* Exercise task:
List each line in the records below that contains the word "dark".
------------
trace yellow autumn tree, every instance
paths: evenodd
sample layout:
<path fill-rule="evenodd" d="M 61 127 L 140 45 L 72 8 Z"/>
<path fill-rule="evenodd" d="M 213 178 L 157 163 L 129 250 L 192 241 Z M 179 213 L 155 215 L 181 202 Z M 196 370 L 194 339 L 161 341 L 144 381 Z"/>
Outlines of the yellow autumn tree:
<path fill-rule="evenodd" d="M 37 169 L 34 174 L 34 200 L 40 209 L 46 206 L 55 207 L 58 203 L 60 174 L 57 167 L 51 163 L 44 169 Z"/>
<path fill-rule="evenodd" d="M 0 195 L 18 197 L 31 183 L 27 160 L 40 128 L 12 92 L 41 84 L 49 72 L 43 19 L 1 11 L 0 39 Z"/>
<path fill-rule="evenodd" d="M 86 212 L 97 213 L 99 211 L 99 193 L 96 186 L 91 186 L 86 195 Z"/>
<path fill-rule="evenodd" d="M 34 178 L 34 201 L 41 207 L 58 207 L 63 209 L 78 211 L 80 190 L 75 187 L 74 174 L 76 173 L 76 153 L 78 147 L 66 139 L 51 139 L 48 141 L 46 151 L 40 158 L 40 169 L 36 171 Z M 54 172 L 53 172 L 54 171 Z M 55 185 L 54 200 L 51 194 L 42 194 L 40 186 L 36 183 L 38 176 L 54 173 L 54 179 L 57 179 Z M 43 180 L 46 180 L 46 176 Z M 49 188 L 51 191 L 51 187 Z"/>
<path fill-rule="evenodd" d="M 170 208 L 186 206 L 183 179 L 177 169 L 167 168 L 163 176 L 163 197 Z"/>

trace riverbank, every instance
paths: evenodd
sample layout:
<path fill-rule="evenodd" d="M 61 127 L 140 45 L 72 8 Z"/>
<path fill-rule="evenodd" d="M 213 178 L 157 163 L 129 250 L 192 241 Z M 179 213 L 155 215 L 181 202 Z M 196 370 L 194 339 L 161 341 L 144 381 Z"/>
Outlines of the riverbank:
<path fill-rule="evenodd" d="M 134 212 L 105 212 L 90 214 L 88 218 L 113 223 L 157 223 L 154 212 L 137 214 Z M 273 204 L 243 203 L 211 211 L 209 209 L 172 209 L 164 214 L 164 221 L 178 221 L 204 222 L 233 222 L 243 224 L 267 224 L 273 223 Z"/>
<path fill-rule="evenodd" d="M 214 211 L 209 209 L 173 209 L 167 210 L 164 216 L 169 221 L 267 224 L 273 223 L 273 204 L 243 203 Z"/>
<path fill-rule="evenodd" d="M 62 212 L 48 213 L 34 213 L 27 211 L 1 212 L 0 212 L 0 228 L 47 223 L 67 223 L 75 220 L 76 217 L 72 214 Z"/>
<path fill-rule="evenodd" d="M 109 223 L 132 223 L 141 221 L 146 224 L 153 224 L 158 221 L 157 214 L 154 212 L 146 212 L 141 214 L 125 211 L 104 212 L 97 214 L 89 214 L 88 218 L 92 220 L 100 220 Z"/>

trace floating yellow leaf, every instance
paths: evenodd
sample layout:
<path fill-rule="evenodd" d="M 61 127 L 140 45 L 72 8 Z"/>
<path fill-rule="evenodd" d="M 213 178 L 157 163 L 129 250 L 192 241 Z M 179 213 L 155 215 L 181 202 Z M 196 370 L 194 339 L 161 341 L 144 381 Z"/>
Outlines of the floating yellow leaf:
------------
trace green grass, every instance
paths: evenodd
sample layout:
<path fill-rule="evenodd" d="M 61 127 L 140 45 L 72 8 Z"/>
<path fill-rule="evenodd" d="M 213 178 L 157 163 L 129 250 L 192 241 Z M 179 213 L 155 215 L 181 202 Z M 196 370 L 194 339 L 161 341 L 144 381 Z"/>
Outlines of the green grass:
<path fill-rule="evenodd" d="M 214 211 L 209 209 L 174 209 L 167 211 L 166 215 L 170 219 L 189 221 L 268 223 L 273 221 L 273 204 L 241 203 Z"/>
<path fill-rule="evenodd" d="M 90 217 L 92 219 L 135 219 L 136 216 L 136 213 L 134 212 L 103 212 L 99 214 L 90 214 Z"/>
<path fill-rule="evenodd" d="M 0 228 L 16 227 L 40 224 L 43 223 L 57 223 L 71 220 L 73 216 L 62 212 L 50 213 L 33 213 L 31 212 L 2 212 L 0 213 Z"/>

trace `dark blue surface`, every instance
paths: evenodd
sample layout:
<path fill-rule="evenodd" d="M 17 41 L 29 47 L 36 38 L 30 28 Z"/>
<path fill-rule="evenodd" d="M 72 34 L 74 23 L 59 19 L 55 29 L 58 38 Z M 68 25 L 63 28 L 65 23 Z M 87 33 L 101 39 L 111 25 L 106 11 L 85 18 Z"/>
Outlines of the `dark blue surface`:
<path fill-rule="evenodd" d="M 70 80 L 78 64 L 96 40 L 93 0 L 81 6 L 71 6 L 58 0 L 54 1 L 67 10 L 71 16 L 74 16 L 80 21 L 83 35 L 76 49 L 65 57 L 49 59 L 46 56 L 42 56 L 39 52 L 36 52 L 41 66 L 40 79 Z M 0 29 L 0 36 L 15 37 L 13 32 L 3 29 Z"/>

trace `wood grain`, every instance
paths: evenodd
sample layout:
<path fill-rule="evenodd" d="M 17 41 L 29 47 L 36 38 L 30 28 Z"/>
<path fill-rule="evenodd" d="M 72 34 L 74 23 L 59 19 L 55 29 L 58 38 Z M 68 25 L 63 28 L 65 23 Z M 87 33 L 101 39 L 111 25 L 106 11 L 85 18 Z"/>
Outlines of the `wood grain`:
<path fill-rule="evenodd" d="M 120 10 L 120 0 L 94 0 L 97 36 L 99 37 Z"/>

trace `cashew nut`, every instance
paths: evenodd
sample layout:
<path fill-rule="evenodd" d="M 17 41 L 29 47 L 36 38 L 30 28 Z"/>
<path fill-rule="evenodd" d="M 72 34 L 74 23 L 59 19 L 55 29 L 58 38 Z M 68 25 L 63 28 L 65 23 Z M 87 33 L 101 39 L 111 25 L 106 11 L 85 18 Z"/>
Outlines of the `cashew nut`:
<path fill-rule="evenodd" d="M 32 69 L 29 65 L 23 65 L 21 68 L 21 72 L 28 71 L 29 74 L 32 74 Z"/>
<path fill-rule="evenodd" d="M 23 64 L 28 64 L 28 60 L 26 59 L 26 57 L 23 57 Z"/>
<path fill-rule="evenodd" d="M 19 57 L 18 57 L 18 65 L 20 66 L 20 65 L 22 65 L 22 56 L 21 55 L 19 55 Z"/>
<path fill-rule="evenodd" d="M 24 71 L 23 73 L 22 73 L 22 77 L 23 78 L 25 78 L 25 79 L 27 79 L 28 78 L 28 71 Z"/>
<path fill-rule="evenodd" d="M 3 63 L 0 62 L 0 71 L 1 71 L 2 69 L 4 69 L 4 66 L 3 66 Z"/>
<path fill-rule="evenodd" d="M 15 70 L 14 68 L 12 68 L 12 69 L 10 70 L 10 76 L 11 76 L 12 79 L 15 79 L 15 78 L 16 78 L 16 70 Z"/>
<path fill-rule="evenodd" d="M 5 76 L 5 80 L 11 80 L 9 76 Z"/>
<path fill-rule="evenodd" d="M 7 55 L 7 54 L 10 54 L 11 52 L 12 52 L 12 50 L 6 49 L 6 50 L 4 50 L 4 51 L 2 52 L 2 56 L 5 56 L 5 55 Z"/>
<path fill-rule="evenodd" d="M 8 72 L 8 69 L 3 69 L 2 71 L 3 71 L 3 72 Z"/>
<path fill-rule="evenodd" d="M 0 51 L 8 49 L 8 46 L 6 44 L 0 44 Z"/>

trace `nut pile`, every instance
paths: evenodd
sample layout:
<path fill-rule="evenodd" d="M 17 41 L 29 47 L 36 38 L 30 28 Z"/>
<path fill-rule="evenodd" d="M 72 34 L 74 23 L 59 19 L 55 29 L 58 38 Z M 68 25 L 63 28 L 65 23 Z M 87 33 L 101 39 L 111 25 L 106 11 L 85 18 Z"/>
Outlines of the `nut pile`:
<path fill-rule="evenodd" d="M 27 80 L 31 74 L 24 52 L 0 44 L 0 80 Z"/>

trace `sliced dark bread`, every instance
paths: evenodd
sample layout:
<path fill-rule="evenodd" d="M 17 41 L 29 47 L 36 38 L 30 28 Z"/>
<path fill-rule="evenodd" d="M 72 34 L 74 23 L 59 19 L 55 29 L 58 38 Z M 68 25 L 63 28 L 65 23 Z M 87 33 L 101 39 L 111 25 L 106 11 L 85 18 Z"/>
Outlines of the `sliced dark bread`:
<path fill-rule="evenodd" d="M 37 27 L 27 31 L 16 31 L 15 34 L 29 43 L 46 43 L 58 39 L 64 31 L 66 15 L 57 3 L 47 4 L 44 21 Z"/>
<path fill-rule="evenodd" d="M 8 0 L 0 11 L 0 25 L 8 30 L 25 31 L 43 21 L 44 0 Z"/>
------------
* Finished answer:
trace `dark blue surface`, every instance
Outlines of the `dark blue surface`:
trace `sliced dark bread`, every instance
Outlines of the `sliced dark bread`:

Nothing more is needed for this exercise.